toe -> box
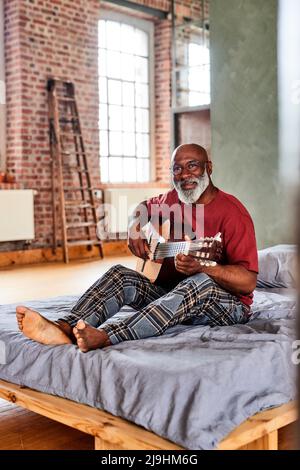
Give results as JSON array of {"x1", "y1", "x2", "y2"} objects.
[
  {"x1": 76, "y1": 319, "x2": 86, "y2": 330},
  {"x1": 77, "y1": 338, "x2": 88, "y2": 353},
  {"x1": 16, "y1": 306, "x2": 27, "y2": 315}
]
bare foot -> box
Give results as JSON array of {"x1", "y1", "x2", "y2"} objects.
[
  {"x1": 16, "y1": 306, "x2": 72, "y2": 346},
  {"x1": 73, "y1": 320, "x2": 111, "y2": 353}
]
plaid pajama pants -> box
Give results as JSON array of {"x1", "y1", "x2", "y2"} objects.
[{"x1": 61, "y1": 265, "x2": 250, "y2": 344}]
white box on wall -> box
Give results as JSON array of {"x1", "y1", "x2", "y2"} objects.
[
  {"x1": 103, "y1": 187, "x2": 166, "y2": 234},
  {"x1": 0, "y1": 190, "x2": 35, "y2": 242}
]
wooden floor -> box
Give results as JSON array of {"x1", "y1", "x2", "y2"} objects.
[
  {"x1": 0, "y1": 255, "x2": 134, "y2": 450},
  {"x1": 0, "y1": 255, "x2": 135, "y2": 304},
  {"x1": 0, "y1": 401, "x2": 94, "y2": 450}
]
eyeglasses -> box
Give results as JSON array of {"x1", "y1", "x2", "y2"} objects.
[{"x1": 171, "y1": 161, "x2": 207, "y2": 177}]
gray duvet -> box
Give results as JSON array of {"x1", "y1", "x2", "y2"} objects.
[{"x1": 0, "y1": 288, "x2": 296, "y2": 450}]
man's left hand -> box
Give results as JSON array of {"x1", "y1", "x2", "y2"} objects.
[{"x1": 175, "y1": 253, "x2": 204, "y2": 276}]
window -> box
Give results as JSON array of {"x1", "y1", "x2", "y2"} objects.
[
  {"x1": 188, "y1": 40, "x2": 210, "y2": 106},
  {"x1": 174, "y1": 21, "x2": 210, "y2": 108},
  {"x1": 98, "y1": 12, "x2": 154, "y2": 183}
]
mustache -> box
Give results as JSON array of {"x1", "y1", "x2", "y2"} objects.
[{"x1": 177, "y1": 177, "x2": 201, "y2": 189}]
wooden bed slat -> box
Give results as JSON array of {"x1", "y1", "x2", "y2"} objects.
[
  {"x1": 0, "y1": 379, "x2": 182, "y2": 450},
  {"x1": 0, "y1": 379, "x2": 297, "y2": 450},
  {"x1": 218, "y1": 402, "x2": 297, "y2": 450}
]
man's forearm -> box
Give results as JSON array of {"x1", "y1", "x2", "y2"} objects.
[{"x1": 201, "y1": 264, "x2": 256, "y2": 296}]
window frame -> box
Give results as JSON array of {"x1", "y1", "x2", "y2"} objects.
[{"x1": 98, "y1": 9, "x2": 155, "y2": 184}]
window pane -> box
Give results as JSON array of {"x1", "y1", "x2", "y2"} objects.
[
  {"x1": 121, "y1": 24, "x2": 135, "y2": 53},
  {"x1": 98, "y1": 48, "x2": 107, "y2": 76},
  {"x1": 136, "y1": 108, "x2": 149, "y2": 132},
  {"x1": 136, "y1": 133, "x2": 149, "y2": 158},
  {"x1": 122, "y1": 82, "x2": 134, "y2": 106},
  {"x1": 135, "y1": 29, "x2": 148, "y2": 57},
  {"x1": 189, "y1": 67, "x2": 202, "y2": 91},
  {"x1": 135, "y1": 56, "x2": 148, "y2": 83},
  {"x1": 123, "y1": 158, "x2": 137, "y2": 182},
  {"x1": 99, "y1": 77, "x2": 107, "y2": 103},
  {"x1": 123, "y1": 132, "x2": 135, "y2": 156},
  {"x1": 188, "y1": 91, "x2": 202, "y2": 107},
  {"x1": 109, "y1": 131, "x2": 123, "y2": 155},
  {"x1": 109, "y1": 157, "x2": 123, "y2": 182},
  {"x1": 109, "y1": 105, "x2": 122, "y2": 131},
  {"x1": 188, "y1": 43, "x2": 201, "y2": 66},
  {"x1": 100, "y1": 156, "x2": 108, "y2": 182},
  {"x1": 107, "y1": 51, "x2": 121, "y2": 78},
  {"x1": 98, "y1": 20, "x2": 106, "y2": 49},
  {"x1": 108, "y1": 79, "x2": 122, "y2": 105},
  {"x1": 100, "y1": 131, "x2": 108, "y2": 156},
  {"x1": 121, "y1": 53, "x2": 135, "y2": 81},
  {"x1": 99, "y1": 104, "x2": 108, "y2": 130},
  {"x1": 137, "y1": 159, "x2": 150, "y2": 182},
  {"x1": 106, "y1": 21, "x2": 121, "y2": 51},
  {"x1": 202, "y1": 67, "x2": 210, "y2": 94},
  {"x1": 135, "y1": 83, "x2": 149, "y2": 108},
  {"x1": 189, "y1": 43, "x2": 209, "y2": 67},
  {"x1": 122, "y1": 107, "x2": 135, "y2": 132}
]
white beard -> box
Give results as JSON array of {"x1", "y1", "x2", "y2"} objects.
[{"x1": 173, "y1": 170, "x2": 210, "y2": 204}]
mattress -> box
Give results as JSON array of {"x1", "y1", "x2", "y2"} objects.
[{"x1": 0, "y1": 287, "x2": 297, "y2": 450}]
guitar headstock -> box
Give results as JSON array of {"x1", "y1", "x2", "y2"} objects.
[{"x1": 188, "y1": 233, "x2": 222, "y2": 266}]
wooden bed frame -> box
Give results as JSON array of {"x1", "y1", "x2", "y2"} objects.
[{"x1": 0, "y1": 379, "x2": 297, "y2": 450}]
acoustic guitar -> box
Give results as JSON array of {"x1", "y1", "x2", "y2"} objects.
[{"x1": 136, "y1": 220, "x2": 222, "y2": 282}]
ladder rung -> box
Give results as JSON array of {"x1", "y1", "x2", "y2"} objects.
[
  {"x1": 66, "y1": 222, "x2": 97, "y2": 229},
  {"x1": 67, "y1": 240, "x2": 102, "y2": 247},
  {"x1": 59, "y1": 118, "x2": 79, "y2": 124},
  {"x1": 61, "y1": 151, "x2": 86, "y2": 156},
  {"x1": 63, "y1": 165, "x2": 88, "y2": 173},
  {"x1": 64, "y1": 187, "x2": 93, "y2": 191},
  {"x1": 65, "y1": 201, "x2": 96, "y2": 208},
  {"x1": 58, "y1": 97, "x2": 75, "y2": 102},
  {"x1": 60, "y1": 132, "x2": 82, "y2": 137}
]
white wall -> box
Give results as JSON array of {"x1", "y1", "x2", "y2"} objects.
[
  {"x1": 210, "y1": 0, "x2": 294, "y2": 249},
  {"x1": 0, "y1": 0, "x2": 6, "y2": 171}
]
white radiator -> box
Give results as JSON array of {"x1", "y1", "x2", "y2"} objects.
[
  {"x1": 0, "y1": 190, "x2": 35, "y2": 242},
  {"x1": 103, "y1": 187, "x2": 168, "y2": 235}
]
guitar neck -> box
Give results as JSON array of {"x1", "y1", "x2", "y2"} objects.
[{"x1": 154, "y1": 240, "x2": 203, "y2": 260}]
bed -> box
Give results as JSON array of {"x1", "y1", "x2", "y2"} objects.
[{"x1": 0, "y1": 280, "x2": 297, "y2": 450}]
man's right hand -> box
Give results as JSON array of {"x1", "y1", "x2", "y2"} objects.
[
  {"x1": 128, "y1": 236, "x2": 150, "y2": 259},
  {"x1": 127, "y1": 201, "x2": 150, "y2": 259}
]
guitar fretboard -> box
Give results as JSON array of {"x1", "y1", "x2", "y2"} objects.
[{"x1": 154, "y1": 240, "x2": 210, "y2": 260}]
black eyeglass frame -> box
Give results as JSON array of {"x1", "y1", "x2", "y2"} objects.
[{"x1": 170, "y1": 160, "x2": 208, "y2": 176}]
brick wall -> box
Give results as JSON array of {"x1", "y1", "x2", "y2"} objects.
[{"x1": 2, "y1": 0, "x2": 208, "y2": 252}]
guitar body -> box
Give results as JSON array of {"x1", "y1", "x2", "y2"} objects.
[{"x1": 136, "y1": 220, "x2": 170, "y2": 282}]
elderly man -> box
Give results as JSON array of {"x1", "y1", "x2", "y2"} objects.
[{"x1": 16, "y1": 144, "x2": 258, "y2": 352}]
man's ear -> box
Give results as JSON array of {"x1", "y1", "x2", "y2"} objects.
[{"x1": 207, "y1": 160, "x2": 213, "y2": 176}]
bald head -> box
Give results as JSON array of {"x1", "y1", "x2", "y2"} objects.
[{"x1": 171, "y1": 143, "x2": 209, "y2": 166}]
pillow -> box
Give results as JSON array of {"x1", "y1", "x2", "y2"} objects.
[{"x1": 256, "y1": 244, "x2": 297, "y2": 288}]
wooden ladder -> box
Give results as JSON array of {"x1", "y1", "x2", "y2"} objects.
[{"x1": 47, "y1": 78, "x2": 103, "y2": 263}]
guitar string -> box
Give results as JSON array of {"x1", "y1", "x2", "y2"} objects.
[{"x1": 154, "y1": 241, "x2": 215, "y2": 259}]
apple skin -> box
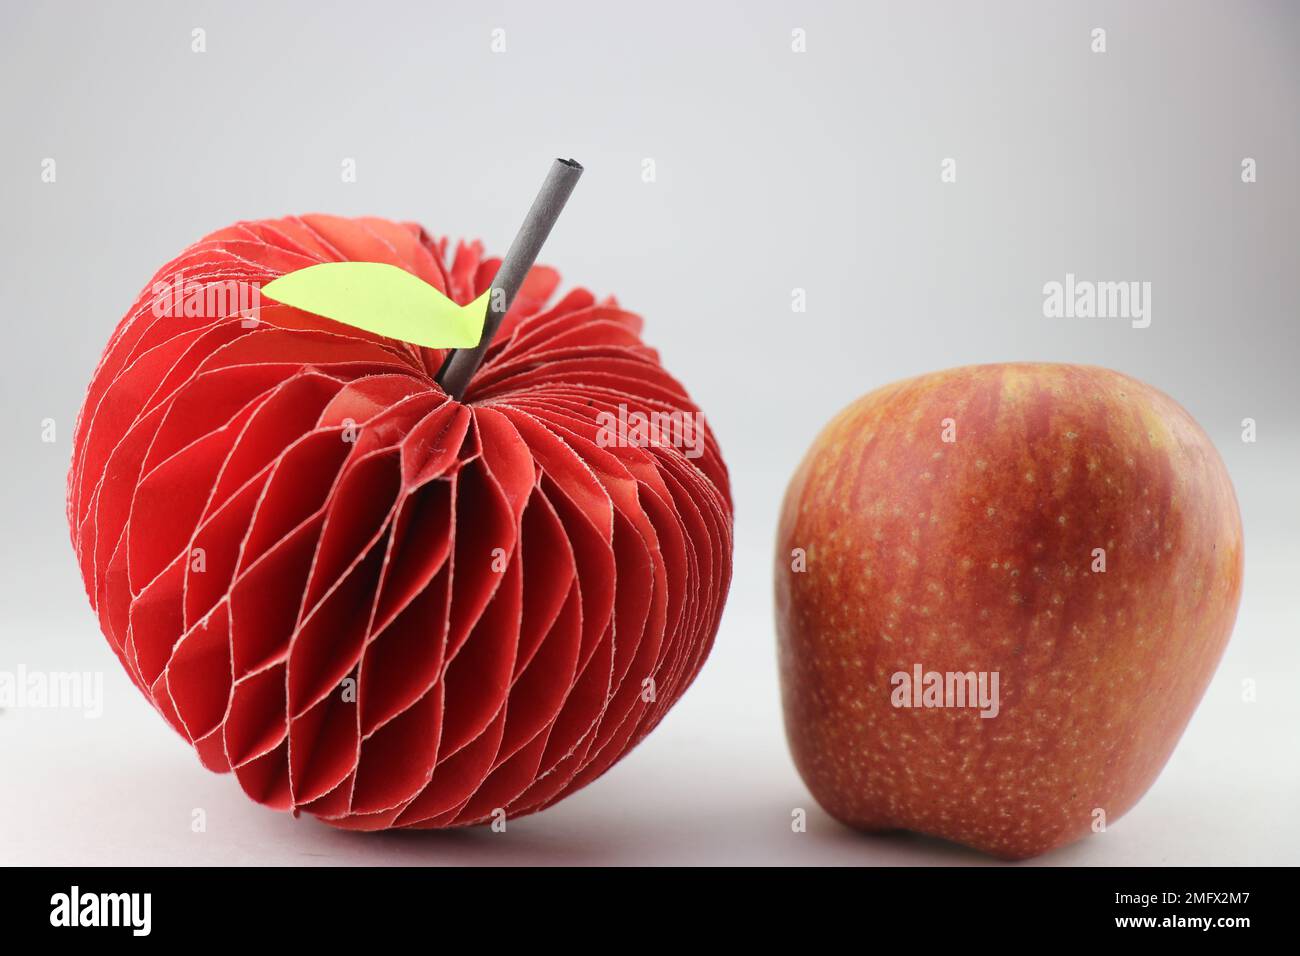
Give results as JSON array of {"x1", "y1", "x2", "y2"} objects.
[{"x1": 775, "y1": 363, "x2": 1243, "y2": 860}]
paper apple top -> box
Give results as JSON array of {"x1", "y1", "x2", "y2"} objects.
[
  {"x1": 259, "y1": 261, "x2": 493, "y2": 349},
  {"x1": 67, "y1": 214, "x2": 733, "y2": 829}
]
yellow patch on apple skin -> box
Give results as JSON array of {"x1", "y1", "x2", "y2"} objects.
[{"x1": 775, "y1": 362, "x2": 1243, "y2": 860}]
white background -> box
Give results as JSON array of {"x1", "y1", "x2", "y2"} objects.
[{"x1": 2, "y1": 0, "x2": 1297, "y2": 865}]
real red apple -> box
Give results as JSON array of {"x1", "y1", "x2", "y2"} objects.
[{"x1": 775, "y1": 363, "x2": 1243, "y2": 859}]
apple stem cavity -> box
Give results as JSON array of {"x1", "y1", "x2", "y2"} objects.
[{"x1": 437, "y1": 157, "x2": 583, "y2": 401}]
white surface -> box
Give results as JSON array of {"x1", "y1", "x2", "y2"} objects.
[{"x1": 3, "y1": 530, "x2": 1296, "y2": 867}]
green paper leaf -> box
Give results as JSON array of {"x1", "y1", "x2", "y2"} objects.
[{"x1": 259, "y1": 262, "x2": 490, "y2": 349}]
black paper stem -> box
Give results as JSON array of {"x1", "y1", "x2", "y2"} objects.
[{"x1": 437, "y1": 157, "x2": 583, "y2": 400}]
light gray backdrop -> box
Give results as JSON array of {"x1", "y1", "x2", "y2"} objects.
[{"x1": 2, "y1": 0, "x2": 1296, "y2": 864}]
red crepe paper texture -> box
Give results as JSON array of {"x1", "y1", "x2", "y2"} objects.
[{"x1": 66, "y1": 215, "x2": 734, "y2": 829}]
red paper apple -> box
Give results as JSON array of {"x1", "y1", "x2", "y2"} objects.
[
  {"x1": 775, "y1": 363, "x2": 1242, "y2": 859},
  {"x1": 67, "y1": 214, "x2": 732, "y2": 829}
]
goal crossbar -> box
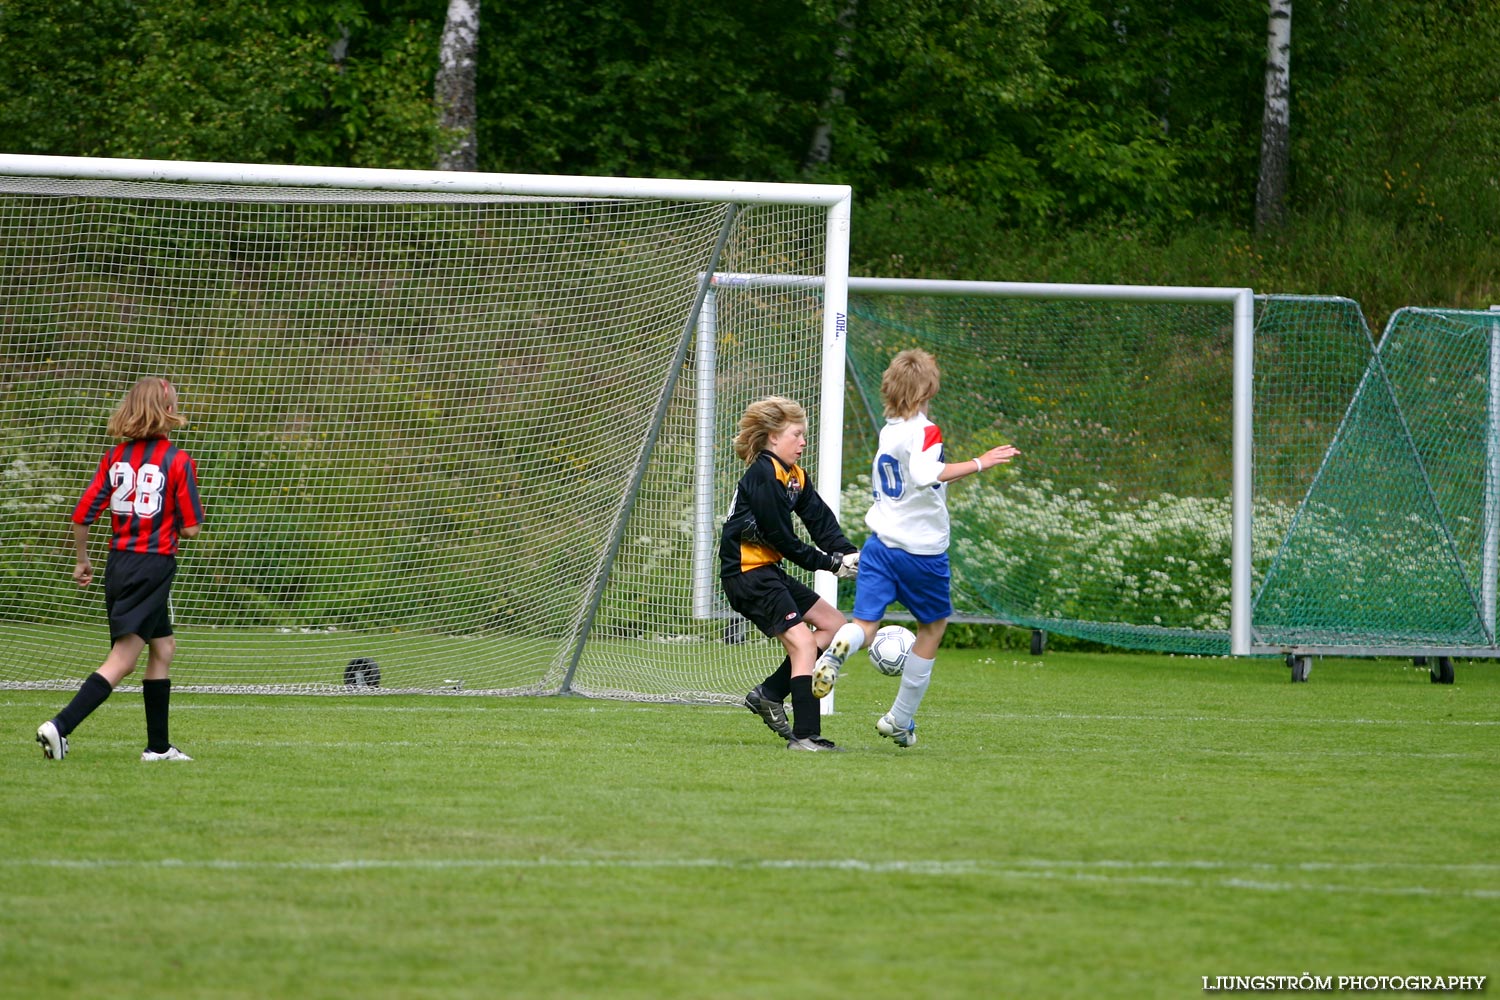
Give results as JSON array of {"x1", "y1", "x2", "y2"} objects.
[{"x1": 0, "y1": 154, "x2": 852, "y2": 207}]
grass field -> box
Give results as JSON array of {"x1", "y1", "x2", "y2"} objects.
[{"x1": 3, "y1": 651, "x2": 1495, "y2": 999}]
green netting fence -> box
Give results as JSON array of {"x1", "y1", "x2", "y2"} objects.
[{"x1": 1255, "y1": 305, "x2": 1500, "y2": 650}]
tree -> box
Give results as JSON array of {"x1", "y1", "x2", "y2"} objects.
[
  {"x1": 435, "y1": 0, "x2": 480, "y2": 171},
  {"x1": 1037, "y1": 0, "x2": 1267, "y2": 226},
  {"x1": 1256, "y1": 0, "x2": 1293, "y2": 232},
  {"x1": 803, "y1": 0, "x2": 858, "y2": 175}
]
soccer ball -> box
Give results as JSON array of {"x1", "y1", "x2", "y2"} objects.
[{"x1": 868, "y1": 625, "x2": 915, "y2": 677}]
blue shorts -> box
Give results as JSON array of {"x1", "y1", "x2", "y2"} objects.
[{"x1": 851, "y1": 534, "x2": 952, "y2": 625}]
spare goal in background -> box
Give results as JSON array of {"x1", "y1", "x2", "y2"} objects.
[{"x1": 842, "y1": 281, "x2": 1500, "y2": 661}]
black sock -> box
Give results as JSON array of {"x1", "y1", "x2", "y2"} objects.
[
  {"x1": 762, "y1": 657, "x2": 792, "y2": 702},
  {"x1": 789, "y1": 675, "x2": 820, "y2": 739},
  {"x1": 54, "y1": 671, "x2": 114, "y2": 737},
  {"x1": 143, "y1": 678, "x2": 171, "y2": 753}
]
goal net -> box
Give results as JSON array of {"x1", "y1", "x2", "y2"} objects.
[
  {"x1": 1254, "y1": 300, "x2": 1500, "y2": 654},
  {"x1": 841, "y1": 281, "x2": 1500, "y2": 658},
  {"x1": 0, "y1": 155, "x2": 851, "y2": 698}
]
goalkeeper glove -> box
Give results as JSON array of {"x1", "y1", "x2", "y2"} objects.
[{"x1": 834, "y1": 551, "x2": 860, "y2": 579}]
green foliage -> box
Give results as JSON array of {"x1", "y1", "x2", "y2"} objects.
[
  {"x1": 839, "y1": 472, "x2": 1300, "y2": 655},
  {"x1": 1293, "y1": 0, "x2": 1500, "y2": 235},
  {"x1": 852, "y1": 193, "x2": 1500, "y2": 332},
  {"x1": 831, "y1": 0, "x2": 1056, "y2": 204},
  {"x1": 0, "y1": 0, "x2": 441, "y2": 168},
  {"x1": 1, "y1": 0, "x2": 1496, "y2": 244},
  {"x1": 479, "y1": 0, "x2": 831, "y2": 180}
]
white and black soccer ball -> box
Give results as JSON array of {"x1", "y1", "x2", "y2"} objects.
[{"x1": 868, "y1": 625, "x2": 915, "y2": 677}]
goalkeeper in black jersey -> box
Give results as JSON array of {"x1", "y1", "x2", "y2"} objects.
[{"x1": 719, "y1": 396, "x2": 859, "y2": 751}]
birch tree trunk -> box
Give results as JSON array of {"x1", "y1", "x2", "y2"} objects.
[
  {"x1": 1255, "y1": 0, "x2": 1292, "y2": 232},
  {"x1": 804, "y1": 0, "x2": 858, "y2": 173},
  {"x1": 435, "y1": 0, "x2": 480, "y2": 171}
]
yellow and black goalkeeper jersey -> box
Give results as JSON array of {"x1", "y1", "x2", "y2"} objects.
[{"x1": 719, "y1": 450, "x2": 853, "y2": 578}]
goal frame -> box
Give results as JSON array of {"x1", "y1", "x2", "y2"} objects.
[
  {"x1": 695, "y1": 276, "x2": 1256, "y2": 653},
  {"x1": 1252, "y1": 298, "x2": 1500, "y2": 661}
]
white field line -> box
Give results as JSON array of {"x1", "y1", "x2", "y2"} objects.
[
  {"x1": 22, "y1": 738, "x2": 1486, "y2": 760},
  {"x1": 4, "y1": 699, "x2": 1496, "y2": 728},
  {"x1": 3, "y1": 856, "x2": 1496, "y2": 899},
  {"x1": 8, "y1": 729, "x2": 1491, "y2": 759},
  {"x1": 976, "y1": 711, "x2": 1500, "y2": 728}
]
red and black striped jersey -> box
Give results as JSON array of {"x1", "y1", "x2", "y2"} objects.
[{"x1": 72, "y1": 438, "x2": 204, "y2": 556}]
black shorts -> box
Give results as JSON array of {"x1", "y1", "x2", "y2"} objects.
[
  {"x1": 104, "y1": 550, "x2": 178, "y2": 643},
  {"x1": 721, "y1": 565, "x2": 821, "y2": 638}
]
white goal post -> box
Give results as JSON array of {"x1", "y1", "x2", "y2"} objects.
[{"x1": 0, "y1": 154, "x2": 851, "y2": 701}]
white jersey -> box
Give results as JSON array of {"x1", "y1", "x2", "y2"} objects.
[{"x1": 865, "y1": 412, "x2": 950, "y2": 555}]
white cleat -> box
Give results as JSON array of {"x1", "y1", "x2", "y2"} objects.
[
  {"x1": 786, "y1": 736, "x2": 844, "y2": 752},
  {"x1": 811, "y1": 638, "x2": 850, "y2": 699},
  {"x1": 876, "y1": 713, "x2": 917, "y2": 748},
  {"x1": 36, "y1": 720, "x2": 67, "y2": 760},
  {"x1": 141, "y1": 746, "x2": 193, "y2": 762}
]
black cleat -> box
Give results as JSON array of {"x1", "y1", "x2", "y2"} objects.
[{"x1": 744, "y1": 684, "x2": 793, "y2": 741}]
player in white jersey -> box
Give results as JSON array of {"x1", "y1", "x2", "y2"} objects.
[{"x1": 812, "y1": 349, "x2": 1019, "y2": 746}]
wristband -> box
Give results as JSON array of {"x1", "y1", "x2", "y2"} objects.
[{"x1": 973, "y1": 458, "x2": 983, "y2": 475}]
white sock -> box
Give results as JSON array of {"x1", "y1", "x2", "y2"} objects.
[
  {"x1": 831, "y1": 622, "x2": 866, "y2": 657},
  {"x1": 889, "y1": 653, "x2": 934, "y2": 727}
]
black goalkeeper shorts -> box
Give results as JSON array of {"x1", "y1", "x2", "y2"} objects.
[
  {"x1": 103, "y1": 550, "x2": 178, "y2": 644},
  {"x1": 721, "y1": 564, "x2": 821, "y2": 638}
]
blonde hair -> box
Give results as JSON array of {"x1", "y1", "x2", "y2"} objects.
[
  {"x1": 733, "y1": 396, "x2": 807, "y2": 464},
  {"x1": 881, "y1": 349, "x2": 940, "y2": 418},
  {"x1": 107, "y1": 377, "x2": 186, "y2": 441}
]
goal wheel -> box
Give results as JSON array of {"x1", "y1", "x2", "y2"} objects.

▶ _Task directions_
Go through the entries and return each line where the word "wooden" occurs.

▶ _Answer to the problem_
wooden floor -> box
wooden bed slat -> box
wooden bed frame -> box
wooden ladder -> box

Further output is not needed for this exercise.